3. Her career. Clara’s performing career was epic. She wasn’t giving up her touring for anyone, ever again. She’d given it up for Robert. Every year, Johannes told her in letters not to tour so much. She never listened, and frequently fought him for saying so. Johannes or any man she married would’ve curbed her career and demanded she stay home. Which was a non-starter for her.

Why Johannes Brahms Never Married

Johannes had reasons for not marrying too. He composed best when he lived alone. It took him a number of years to fully realize this. It became clearer and clearer as he got older. It grieved him to be so alone, but the number one for him was always his music. Period.

Clara knew this. She knew that living in her house with her children had inhibited his ability to compose. She was a composer too. What’s also a very real possibility, she realized perhaps sooner than he did, that for him to realize his potential as a composer, he couldn’t live with a wife and children. She wanted his symphonies and music above even her feelings for him. Art as a calling from God and all that. The pressure on Robert to make enough money with his composing to support their family, she believed, was one of the reasons he went mad and died. She didn’t want the same thing to happen to Johannes.

The Romantics, especially the Schumanns and Brahms, regarded their art as religion. Brahms and Liszt referred to Clara as a priestess in 1854. Johannes and Clara likely also chose to never marry simply as a monastic devotion to their art. Johannes Brahms never married. He never had children. He was lonely but his music always meant more to him.

Johannes Brahms Would’ve Made A Terrible Husband

I know most of us love Johannes’s love letters to Clara, but for many reasons, as a husband, he probably would’ve been as bad or worse than Robert.

1. Johannes had an arrogant mean streak and a nasty temper. He knew how to cut down people closest to him with his keen intelligence in the most hurtful ways. Clara mentions it in later letter and her diaries, how he would criticize her playing much in the same way Robert had. By the end of his life, he had very few friends. Clara was the only one who stood by him despite his capacity to insult everyone.

2. Johannes tried to control her career too. From 1855, when Robert was in the hospital, Johannes tried to stop her touring. And all through their lives, he was always telling her to give it up and settle down in a town somewhere with him, either in Vienna or Leipzig. Which she refused to do until she turned seventy, and then she picked Frankfurt.

3. Johannes was kind of an alcoholic and a cigar chain smoker. To be fair, most men were at that time and Robert loved to have too much beer and cigars too. But this was yet another reason for Clara not to ever marry again. Johannes spent half his life in pubs and brothels. I’m not exaggerating. He was out most nights. His years in Vienna, he took all his meals at the pubs. He practically lived there, except when he was composing. And he definitely had a real serious thing for sex workers. I’m sure he tried to cover it up, but Clara wasn’t stupid.

Did Brahms have a relationship with Clara Schumann?

In conclusion, there is too much MISSING INFORMATION for us to know what officially happened between Clara Schumann and Johannes Brahms. The two composers had a 40-year professional friendship that was mostly about their mutual love of music and their intertwined careers. We have two volumes of letters that show they deeply cared about each other. But just as many letters were burned by her or dropped in the river by him. Less than half of Clara’s diaries were published before they were destroyed. 40 years is a lot of time for a relationship to eb and flow or grow and fade.

But Clara was not the woman scorned. Clara dealt with an inordinate amount of vicious slander for her close relationship with Johannes, both in her lifetime and into the twentieth century which continues today. This slander is one-sided. Johannes endured, neither in the past or now, no such judgement. The short answer to why they never married was not because Clara was the guilty party or that Johannes was the one who rejected her.

The most likely answer, there were plenty of reasons on both sides.

• **Provided data**:
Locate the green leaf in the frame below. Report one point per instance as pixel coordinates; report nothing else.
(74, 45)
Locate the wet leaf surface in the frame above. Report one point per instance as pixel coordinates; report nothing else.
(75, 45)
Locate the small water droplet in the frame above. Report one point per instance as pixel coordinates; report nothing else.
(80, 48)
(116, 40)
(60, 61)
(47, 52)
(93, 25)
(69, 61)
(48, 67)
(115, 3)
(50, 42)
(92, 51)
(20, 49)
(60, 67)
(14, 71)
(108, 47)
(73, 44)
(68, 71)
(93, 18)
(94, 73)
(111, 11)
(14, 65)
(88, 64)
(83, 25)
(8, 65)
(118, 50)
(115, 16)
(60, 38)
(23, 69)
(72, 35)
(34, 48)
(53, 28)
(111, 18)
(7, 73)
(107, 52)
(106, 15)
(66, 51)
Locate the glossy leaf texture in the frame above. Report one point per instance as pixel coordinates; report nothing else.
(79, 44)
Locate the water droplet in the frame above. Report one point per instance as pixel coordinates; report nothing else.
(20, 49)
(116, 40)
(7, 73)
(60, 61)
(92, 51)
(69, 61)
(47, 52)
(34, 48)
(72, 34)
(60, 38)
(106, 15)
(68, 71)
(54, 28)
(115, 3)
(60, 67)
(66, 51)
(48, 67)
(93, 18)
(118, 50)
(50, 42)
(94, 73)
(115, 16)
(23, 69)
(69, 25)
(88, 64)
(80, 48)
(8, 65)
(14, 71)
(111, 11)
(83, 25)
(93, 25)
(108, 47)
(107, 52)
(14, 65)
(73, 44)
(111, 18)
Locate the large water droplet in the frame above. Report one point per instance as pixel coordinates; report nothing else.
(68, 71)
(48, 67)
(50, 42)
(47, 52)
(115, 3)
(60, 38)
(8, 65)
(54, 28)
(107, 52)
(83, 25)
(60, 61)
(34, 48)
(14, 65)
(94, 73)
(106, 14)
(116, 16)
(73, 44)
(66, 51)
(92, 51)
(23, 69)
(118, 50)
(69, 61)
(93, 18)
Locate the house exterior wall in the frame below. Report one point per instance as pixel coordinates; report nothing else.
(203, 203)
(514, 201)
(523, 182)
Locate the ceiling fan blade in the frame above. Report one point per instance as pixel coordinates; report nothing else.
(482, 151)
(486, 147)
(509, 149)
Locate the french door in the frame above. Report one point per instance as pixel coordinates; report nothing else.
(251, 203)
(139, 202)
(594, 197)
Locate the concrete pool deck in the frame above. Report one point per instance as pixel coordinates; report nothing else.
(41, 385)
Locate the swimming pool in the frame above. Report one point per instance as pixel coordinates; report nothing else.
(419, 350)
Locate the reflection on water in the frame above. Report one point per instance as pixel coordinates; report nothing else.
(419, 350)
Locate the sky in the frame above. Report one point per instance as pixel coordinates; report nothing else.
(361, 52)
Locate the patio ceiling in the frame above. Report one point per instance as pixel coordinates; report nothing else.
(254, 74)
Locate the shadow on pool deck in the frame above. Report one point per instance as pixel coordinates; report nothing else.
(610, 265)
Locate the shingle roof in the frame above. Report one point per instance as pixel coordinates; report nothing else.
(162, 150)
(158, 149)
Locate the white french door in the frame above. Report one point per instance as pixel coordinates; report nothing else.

• **Action item A**: Rewrite the stretch of the text on Clara Schumann and Johannes Brahms from "Johannes had reasons" through "happen to Johannes.", substituting "musician" for "composer".
• **Action item B**: Render this sentence from the text on Clara Schumann and Johannes Brahms in Spanish: "He composed best when he lived alone."
• **Action item C**: Name every city that the text on Clara Schumann and Johannes Brahms mentions.

• **Task response A**:
Johannes had reasons for not marrying too. He composed best when he lived alone. It took him a number of years to fully realize this. It became clearer and clearer as he got older. It grieved him to be so alone, but the number one for him was always his music. Period.

Clara knew this. She knew that living in her house with her children had inhibited his ability to compose. She was a musician too. What’s also a very real possibility, she realized perhaps sooner than he did, that for him to realize his potential as a musician, he couldn’t live with a wife and children. She wanted his symphonies and music above even her feelings for him. Art as a calling from God and all that. The pressure on Robert to make enough money with his composing to support their family, she believed, was one of the reasons he went mad and died. She didn’t want the same thing to happen to Johannes.

• **Task response B**: Componía mejor cuando vivía solo.

• **Task response C**: Vienna, Leipzig, Frankfurt